— Start SOURCE MATERIAL —

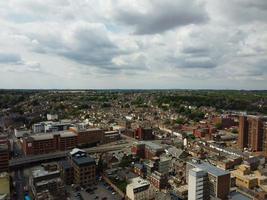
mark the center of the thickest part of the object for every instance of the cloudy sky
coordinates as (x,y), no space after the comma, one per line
(133,44)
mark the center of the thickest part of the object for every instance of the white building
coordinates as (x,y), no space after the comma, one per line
(20,132)
(52,117)
(197,184)
(139,189)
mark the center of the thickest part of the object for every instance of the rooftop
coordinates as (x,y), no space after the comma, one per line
(208,168)
(83,161)
(138,182)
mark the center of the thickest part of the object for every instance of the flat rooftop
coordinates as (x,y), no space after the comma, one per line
(208,168)
(138,182)
(83,161)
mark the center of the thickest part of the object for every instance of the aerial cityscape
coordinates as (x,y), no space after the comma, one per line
(133,100)
(133,144)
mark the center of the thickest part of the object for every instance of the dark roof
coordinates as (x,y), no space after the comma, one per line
(83,161)
(65,164)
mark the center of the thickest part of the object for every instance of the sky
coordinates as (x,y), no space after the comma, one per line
(148,44)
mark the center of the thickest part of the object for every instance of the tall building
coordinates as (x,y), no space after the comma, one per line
(89,137)
(251,132)
(139,189)
(47,184)
(218,179)
(147,149)
(197,184)
(79,169)
(49,142)
(4,153)
(144,134)
(243,132)
(4,185)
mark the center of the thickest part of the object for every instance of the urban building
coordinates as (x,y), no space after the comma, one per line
(251,133)
(147,149)
(47,184)
(139,189)
(79,169)
(50,126)
(4,186)
(218,179)
(89,137)
(4,153)
(249,179)
(20,132)
(198,184)
(225,121)
(66,171)
(111,136)
(144,134)
(162,164)
(49,142)
(158,180)
(52,117)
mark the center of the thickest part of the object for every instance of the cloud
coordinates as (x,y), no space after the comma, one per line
(161,16)
(10,58)
(134,43)
(85,43)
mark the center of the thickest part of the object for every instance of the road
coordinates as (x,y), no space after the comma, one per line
(29,160)
(19,184)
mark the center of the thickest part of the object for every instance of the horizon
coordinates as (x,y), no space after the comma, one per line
(160,44)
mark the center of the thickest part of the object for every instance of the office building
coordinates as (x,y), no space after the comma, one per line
(218,179)
(79,169)
(47,184)
(144,134)
(139,189)
(111,136)
(4,186)
(251,133)
(49,142)
(147,149)
(197,184)
(4,153)
(158,180)
(89,137)
(50,126)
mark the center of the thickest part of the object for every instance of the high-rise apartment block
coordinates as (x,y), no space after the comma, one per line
(198,184)
(79,169)
(252,133)
(218,180)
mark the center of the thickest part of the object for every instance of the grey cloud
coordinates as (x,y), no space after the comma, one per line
(10,58)
(163,15)
(244,11)
(86,44)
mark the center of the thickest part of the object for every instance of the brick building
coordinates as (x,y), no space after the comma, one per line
(225,121)
(79,169)
(89,137)
(252,133)
(160,181)
(147,150)
(4,153)
(218,180)
(144,134)
(111,136)
(47,143)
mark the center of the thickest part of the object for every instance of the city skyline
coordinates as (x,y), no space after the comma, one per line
(108,44)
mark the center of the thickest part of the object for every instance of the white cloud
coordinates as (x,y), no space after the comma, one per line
(176,43)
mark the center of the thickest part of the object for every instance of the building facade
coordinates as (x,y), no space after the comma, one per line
(218,179)
(197,184)
(252,133)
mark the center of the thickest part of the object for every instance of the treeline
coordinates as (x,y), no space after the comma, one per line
(251,102)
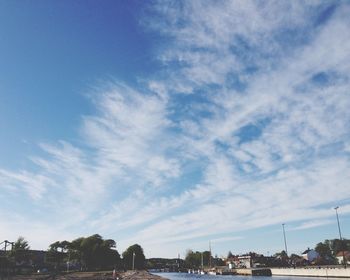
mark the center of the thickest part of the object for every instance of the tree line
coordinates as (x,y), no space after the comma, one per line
(84,253)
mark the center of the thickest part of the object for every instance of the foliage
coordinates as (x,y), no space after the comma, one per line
(139,260)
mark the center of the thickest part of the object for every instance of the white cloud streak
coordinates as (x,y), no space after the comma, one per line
(133,177)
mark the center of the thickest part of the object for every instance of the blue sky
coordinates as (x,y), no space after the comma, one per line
(171,124)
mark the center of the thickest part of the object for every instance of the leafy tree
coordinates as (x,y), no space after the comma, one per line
(139,260)
(21,244)
(92,252)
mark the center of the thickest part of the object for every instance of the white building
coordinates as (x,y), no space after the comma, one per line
(310,255)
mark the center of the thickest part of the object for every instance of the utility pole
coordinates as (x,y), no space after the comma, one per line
(209,254)
(341,239)
(285,242)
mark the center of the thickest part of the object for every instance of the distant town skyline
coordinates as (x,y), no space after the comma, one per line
(173,124)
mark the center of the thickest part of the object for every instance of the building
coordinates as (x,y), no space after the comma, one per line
(310,255)
(340,255)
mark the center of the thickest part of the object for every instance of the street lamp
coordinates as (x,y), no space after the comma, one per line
(341,240)
(285,242)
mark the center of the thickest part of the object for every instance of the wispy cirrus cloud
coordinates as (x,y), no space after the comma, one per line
(247,127)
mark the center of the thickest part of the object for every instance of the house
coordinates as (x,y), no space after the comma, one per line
(310,255)
(340,257)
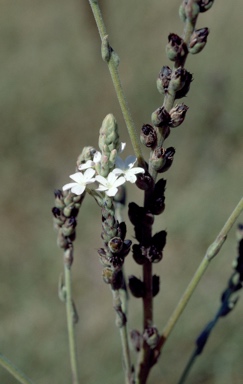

— End SOURCE MATERIAL —

-- EXERCISE TASK --
Reproduce the stretch from the line containing "the blue sky" through the end of the records, requests included, shifting each coordinate by adding 136 to both of its numbers. Leave the pictures out of the answer.

-- SOLUTION TO THIS PROBLEM --
mark the center of the thickest part of the object for every instance of the blue sky
coordinates as (x,y), no space after the comma, one per line
(307,260)
mark the center of the thickest part of the object for every instance of the leafy tree
coordinates as (x,y), no space after the comma, one per line
(275,396)
(157,380)
(228,388)
mark the center of the thickest part of the object for every instance of the white building
coordinates as (x,y), no space after the comma, one per line
(446,391)
mark the center of the thickest part of the object for every instance of the utility pole
coordinates as (x,y), no space after the comma, one per line
(345,390)
(477,375)
(421,378)
mark the center of the thickest part of the object for every instance of the distant town skyline
coordinates as (x,y), no space after the comma, one per line
(309,260)
mark the center of the thickest part of the object for every instance of the building
coordinates as (x,y), no space after the comma, one per line
(446,391)
(476,391)
mark the center of the thickest part of the object for every instance of the street lamp
coordinates as (x,y), no space after the comma, one per line
(477,376)
(421,378)
mark the center of the thickest part of the object for every instance of the wispy cirrus cloud
coordinates as (x,y), no space after the comma, one per line
(383,263)
mark the center of the thickest part of the object for every instance of the house
coordinates as (x,y), no space after the comma, one per line
(446,391)
(476,393)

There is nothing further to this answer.